■ **Provided passage**:
I shall say it up front: I have a weak spot for optics. I don't necessarily make better pictures for it, but I find it difficult to resist the call of the weird -optical engineer on acid- lens. I also have a weak point for bokeh and love the perspective given by a 100-135mm lens (on 35mm film). So the stars were aligned for the following test.

"Bokeh" a Japanese word (ぼけ) meaning "unsharp" is used to describe the appearance of the parts of a photographic image outside the plane of focus. I am sure you all know about it and how fuzzy elements can be nicely fuzzy or horribly fuzzy. Believe me, there is a whole theory behind it.

Camera lens manufacturers being what they are (that is: Japanese), there have been lenses designed especially for bokeh. For 35mm film or equivalent digital formats, two manufacturers shall be presented here: Nikon with their DC series lenses (that means "Defocus control") and Minolta (today: sold under the Sony brand) with the 135mm STF (that means "smooth trans focus", I swear I am not making this up).

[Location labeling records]

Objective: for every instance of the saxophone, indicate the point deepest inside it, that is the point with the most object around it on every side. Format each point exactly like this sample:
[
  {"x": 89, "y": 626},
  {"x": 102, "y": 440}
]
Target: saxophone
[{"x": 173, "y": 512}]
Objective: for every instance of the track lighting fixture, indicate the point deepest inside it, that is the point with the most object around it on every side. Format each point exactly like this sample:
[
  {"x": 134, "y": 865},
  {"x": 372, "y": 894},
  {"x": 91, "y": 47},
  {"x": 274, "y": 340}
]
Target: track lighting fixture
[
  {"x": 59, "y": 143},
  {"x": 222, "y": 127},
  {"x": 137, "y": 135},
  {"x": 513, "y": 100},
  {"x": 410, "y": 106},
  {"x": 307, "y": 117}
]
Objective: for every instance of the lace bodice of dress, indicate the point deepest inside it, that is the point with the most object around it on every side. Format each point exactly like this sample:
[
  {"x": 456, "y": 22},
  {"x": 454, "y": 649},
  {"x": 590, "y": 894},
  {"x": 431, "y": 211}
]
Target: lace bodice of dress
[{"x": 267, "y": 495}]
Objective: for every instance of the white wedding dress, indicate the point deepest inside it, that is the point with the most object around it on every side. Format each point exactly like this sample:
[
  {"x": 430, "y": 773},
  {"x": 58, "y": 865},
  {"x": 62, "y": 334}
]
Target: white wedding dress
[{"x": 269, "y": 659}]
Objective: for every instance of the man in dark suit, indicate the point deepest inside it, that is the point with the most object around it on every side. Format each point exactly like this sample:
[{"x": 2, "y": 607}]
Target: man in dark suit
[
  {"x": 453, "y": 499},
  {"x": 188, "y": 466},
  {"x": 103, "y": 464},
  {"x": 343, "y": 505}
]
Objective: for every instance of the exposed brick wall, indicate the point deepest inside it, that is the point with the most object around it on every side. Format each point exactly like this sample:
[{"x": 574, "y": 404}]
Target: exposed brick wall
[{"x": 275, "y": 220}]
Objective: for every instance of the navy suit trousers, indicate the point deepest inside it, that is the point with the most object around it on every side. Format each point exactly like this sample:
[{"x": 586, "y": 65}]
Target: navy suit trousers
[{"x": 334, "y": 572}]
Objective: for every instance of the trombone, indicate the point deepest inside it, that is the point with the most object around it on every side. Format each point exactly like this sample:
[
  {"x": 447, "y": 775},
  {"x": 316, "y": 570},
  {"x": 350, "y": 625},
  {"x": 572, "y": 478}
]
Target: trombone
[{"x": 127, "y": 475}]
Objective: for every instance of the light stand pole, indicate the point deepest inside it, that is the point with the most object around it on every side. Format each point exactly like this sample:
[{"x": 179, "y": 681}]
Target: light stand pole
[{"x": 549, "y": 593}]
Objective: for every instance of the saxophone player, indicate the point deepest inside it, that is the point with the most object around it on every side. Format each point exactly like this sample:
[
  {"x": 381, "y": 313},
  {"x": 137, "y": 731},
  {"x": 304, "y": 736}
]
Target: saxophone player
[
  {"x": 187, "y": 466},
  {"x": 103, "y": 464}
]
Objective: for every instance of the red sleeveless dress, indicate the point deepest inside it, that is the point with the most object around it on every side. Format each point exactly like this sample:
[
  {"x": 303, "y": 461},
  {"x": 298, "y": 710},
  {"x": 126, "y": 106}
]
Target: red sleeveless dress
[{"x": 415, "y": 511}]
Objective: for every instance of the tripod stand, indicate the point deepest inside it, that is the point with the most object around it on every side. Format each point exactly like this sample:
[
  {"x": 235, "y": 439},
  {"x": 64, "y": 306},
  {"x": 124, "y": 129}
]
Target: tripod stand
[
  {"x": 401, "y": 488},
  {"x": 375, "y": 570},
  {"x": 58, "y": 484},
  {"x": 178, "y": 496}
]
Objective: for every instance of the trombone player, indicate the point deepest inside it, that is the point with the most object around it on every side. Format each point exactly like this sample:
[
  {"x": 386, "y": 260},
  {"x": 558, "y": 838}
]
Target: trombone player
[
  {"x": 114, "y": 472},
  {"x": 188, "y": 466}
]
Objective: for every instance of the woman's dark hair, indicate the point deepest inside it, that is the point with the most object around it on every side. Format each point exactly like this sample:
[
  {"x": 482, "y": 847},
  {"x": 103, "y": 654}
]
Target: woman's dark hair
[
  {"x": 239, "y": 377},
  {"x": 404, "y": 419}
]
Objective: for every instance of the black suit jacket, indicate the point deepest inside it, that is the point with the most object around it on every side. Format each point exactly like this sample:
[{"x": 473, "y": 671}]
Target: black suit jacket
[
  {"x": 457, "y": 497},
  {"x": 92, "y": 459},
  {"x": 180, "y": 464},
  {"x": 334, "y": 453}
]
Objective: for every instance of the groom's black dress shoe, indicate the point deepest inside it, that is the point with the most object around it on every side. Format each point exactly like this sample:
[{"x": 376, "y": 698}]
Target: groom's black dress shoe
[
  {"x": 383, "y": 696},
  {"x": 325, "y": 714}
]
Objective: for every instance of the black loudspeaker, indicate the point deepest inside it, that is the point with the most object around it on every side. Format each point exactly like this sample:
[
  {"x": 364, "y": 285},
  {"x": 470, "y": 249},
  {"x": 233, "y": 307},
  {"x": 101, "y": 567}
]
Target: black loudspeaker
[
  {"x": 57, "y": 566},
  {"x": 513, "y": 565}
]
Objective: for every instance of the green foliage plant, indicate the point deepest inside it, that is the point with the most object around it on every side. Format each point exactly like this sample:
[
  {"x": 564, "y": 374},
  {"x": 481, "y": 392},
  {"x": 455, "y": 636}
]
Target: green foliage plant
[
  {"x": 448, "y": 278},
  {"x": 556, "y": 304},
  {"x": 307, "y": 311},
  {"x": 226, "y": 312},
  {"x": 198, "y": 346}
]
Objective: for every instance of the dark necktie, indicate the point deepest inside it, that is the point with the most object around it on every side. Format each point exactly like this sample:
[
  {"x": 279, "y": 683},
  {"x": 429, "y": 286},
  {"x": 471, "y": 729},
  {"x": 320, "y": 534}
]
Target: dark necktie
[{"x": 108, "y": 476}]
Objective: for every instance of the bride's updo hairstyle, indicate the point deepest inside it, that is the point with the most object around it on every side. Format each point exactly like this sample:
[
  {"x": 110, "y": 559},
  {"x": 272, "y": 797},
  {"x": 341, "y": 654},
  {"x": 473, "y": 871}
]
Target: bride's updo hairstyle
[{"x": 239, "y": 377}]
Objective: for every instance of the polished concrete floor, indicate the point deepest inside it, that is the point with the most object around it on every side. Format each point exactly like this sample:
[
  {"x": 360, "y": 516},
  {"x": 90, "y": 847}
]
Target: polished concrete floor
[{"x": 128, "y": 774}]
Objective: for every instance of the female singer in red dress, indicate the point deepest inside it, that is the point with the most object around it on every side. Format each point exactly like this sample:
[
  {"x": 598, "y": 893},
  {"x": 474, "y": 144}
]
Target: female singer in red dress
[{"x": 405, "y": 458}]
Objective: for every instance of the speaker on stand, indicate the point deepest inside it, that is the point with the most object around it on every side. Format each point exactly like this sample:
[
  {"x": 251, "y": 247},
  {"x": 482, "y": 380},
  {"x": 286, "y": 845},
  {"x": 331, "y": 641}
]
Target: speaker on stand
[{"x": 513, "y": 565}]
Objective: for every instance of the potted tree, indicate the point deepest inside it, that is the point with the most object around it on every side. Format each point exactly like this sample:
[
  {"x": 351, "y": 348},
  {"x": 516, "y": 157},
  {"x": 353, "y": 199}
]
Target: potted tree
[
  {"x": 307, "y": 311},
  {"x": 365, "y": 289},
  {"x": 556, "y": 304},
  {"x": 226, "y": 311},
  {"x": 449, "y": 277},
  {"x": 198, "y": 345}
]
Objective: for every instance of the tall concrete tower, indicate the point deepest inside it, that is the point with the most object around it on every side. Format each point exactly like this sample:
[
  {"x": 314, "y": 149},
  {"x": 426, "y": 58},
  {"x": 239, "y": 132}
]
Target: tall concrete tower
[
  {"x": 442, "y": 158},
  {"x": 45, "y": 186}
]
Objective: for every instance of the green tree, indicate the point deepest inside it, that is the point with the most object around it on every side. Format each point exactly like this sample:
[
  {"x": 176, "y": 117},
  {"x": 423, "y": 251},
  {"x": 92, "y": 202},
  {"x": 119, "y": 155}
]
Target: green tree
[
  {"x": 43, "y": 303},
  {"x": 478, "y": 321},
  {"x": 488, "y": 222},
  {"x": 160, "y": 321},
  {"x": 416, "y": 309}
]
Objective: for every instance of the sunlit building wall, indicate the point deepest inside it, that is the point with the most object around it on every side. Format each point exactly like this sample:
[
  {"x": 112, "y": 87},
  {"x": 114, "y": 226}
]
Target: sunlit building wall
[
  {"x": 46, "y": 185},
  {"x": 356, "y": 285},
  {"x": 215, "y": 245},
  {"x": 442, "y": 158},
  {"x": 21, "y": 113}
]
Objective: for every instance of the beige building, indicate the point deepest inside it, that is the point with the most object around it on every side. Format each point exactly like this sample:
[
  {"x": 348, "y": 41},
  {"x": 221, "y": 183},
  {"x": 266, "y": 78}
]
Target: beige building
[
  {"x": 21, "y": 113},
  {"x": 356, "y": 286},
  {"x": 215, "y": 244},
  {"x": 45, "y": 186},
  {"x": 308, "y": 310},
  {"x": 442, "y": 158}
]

■ **Required actions**:
1 – Give the lines of the location labeling rows as a JSON list of strings, one string per line, leaving out blank lines. Cover the span from the line containing "Objective: for every instance of the beige" through the end of the rows, with both ends included.
2 – Carry the piece on bokeh lenses further from the point where it stops.

■ **Exercise answers**:
1 –
[
  "Objective: for every instance of the beige building, indicate the point deepest inside it, that is the point with the most object around it on every side. Format each point exactly like this sample:",
  "[",
  "  {\"x\": 348, \"y\": 41},",
  "  {\"x\": 221, \"y\": 183},",
  "  {\"x\": 266, \"y\": 78}",
  "]",
  "Target: beige building",
  "[",
  "  {\"x\": 21, \"y\": 113},",
  "  {\"x\": 356, \"y\": 286},",
  "  {\"x\": 215, \"y\": 244},",
  "  {\"x\": 45, \"y\": 186},",
  "  {\"x\": 308, \"y\": 310},",
  "  {\"x\": 442, \"y\": 158}",
  "]"
]

2 –
Nikon has two "DC" lenses, a 105mm f/2.0 and a 135mm f/2.0. They are AF-D lenses, meaning screw-drive autofocus with a real aperture ring. They should work on most Nikon cameras. They are very well built, mostly metal, but have a real manual focus ring like in the old times. They are supposed to autofocus, but my experience has been that the DC feature fools the AF system wide open, even if you try to refocus. They are very sharp lenses, don't let yourself be fooled by the "defocus" in "DC". The bokeh part: they have a ring to adjust whether you want what is in front or to the rear part of the focal plane to look nicer. Optical engineers will understand that this command fiddles with the spherical aberration of the lens. You will find a review here or here.

Minolta issued a special bokeh lens in 1999, the 135mm STF. It is one weird piece of engineering: it won't AF (but has a manual focus ring better than the ones we had in the old times), has two diaphragms (only one is used at a time), one with a wealth of blades for the bokeh thing and confuses you with two set of apertures: T and F stops. It has the transmission of a f/4.5 lens with the depth of field of a f/2.8 lens (in plain English it is dark). It does not fiddle with aberrations as Nikon does, but uses an apodization element (which is a fancy word to describe a lens dark on the outside). There is a whole site devoted to it here. It is also a very sharp lens in its plane of focus, of course.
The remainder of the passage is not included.